Dataset records:
-*-
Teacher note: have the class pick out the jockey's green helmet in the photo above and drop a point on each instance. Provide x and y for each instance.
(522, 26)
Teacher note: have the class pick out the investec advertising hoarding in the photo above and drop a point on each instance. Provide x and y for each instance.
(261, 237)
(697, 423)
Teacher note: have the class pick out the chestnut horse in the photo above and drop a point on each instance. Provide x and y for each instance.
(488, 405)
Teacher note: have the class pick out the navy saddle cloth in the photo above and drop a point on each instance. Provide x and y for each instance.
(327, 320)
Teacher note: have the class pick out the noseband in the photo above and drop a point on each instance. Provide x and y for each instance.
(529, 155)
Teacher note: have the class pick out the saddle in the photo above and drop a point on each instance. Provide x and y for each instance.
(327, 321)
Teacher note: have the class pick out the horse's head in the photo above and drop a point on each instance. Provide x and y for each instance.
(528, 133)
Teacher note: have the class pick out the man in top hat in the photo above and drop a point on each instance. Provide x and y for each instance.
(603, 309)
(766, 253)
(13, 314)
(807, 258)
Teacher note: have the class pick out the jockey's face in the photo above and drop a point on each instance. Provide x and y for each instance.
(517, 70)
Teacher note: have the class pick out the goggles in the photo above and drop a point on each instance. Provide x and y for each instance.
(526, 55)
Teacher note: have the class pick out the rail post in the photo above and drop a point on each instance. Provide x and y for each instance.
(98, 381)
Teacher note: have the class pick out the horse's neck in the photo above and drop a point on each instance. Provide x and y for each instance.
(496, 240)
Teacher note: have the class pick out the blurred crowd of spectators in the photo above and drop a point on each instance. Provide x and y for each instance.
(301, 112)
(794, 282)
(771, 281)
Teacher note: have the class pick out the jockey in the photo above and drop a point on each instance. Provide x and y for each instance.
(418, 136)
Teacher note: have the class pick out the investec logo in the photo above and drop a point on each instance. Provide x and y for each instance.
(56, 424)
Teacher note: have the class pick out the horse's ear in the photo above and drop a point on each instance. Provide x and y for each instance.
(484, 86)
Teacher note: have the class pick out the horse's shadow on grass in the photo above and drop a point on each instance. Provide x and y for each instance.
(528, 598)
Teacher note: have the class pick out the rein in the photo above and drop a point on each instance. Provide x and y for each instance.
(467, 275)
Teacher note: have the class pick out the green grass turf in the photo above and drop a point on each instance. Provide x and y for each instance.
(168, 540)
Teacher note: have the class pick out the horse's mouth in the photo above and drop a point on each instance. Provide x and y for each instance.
-*-
What to produce: Return all of the lines above word for word, with nothing added, dropped, or altered.

Answer below:
Teacher note: have the class pick out the jockey's green helmet in the photo above and drop a point on each instance. Provide x and y for each instance.
(522, 26)
Teacher note: have the class pick out the investec advertising hoarding in the photo above and drop a point on each instance. Provide x and y for each instance.
(261, 237)
(697, 423)
Teacher note: have the class pick out the chestnut horse in the photo above and drop a point on each instance. Provide x and y for each instance.
(488, 405)
Teacher note: have the class pick out the navy saddle cloth in the photo above and drop a point on each instance. Provide x and y for each instance.
(327, 320)
Teacher note: have the class pick out the noseband in the photo above and drop a point on each instance. Provide x and y for each instance.
(529, 155)
Teacher note: have the class pick out the saddle in the photo above and drop a point on each instance. Provide x and y for each instance.
(327, 321)
Teacher note: have the class pick out the horse's head in the photo above and drop a point on each instance. Provide x and y for each instance.
(528, 133)
Teacher note: have the class pick out the man in top hat in the photo above and drop a point on each instance. Provide x and y for each instance.
(603, 309)
(766, 253)
(13, 314)
(807, 258)
Teacher note: have the class pick out the jockey's face in the photo above and drop a point on each instance. Provide x and y for each instance.
(517, 70)
Teacher note: have the class pick out the goggles in the photo above and drop a point on each instance. Provide x and y for each instance.
(526, 55)
Teacher note: have the class pick out the rail post in the photo above and drop a point on each instance. Provide x and y for each instance.
(98, 381)
Teacher note: have the class pick out the horse's neck in the photo above and drop a point on each instance. Provide x and y for each instance.
(496, 240)
Teacher note: have the class pick out the blurred crowd of spectators in the photo above and drop a point on each instance. Provide x and y for each instance.
(301, 112)
(794, 282)
(771, 281)
Teacher note: have the class pick out the jockey in the photo above and drop a point on each instance. Provide x and y for each instance.
(418, 136)
Teacher note: have the class pick out the investec logo in the photo above and drop a point on each instance. Provide x and y for each instance.
(56, 424)
Teacher note: have the class pick out the horse's ear in the photo above and drop a point on each instance. Provide x and y for each instance.
(484, 86)
Teacher note: have the class pick out the horse's shadow on grass in the photo above and drop a point on each instance. Provide x and y for each instance.
(528, 598)
Teacher note: have the class pick out the rein in the photo above and drop a point on each instance. Provide x and y for each instance.
(467, 275)
Teacher note: have the class pick out the green grass turf in the photo above and drop a point on each instance. Provide x and y for each instance.
(168, 540)
Teacher note: have the class pick out the horse's mouth in the photo above and drop a point on each instance. Provide x and y for each instance.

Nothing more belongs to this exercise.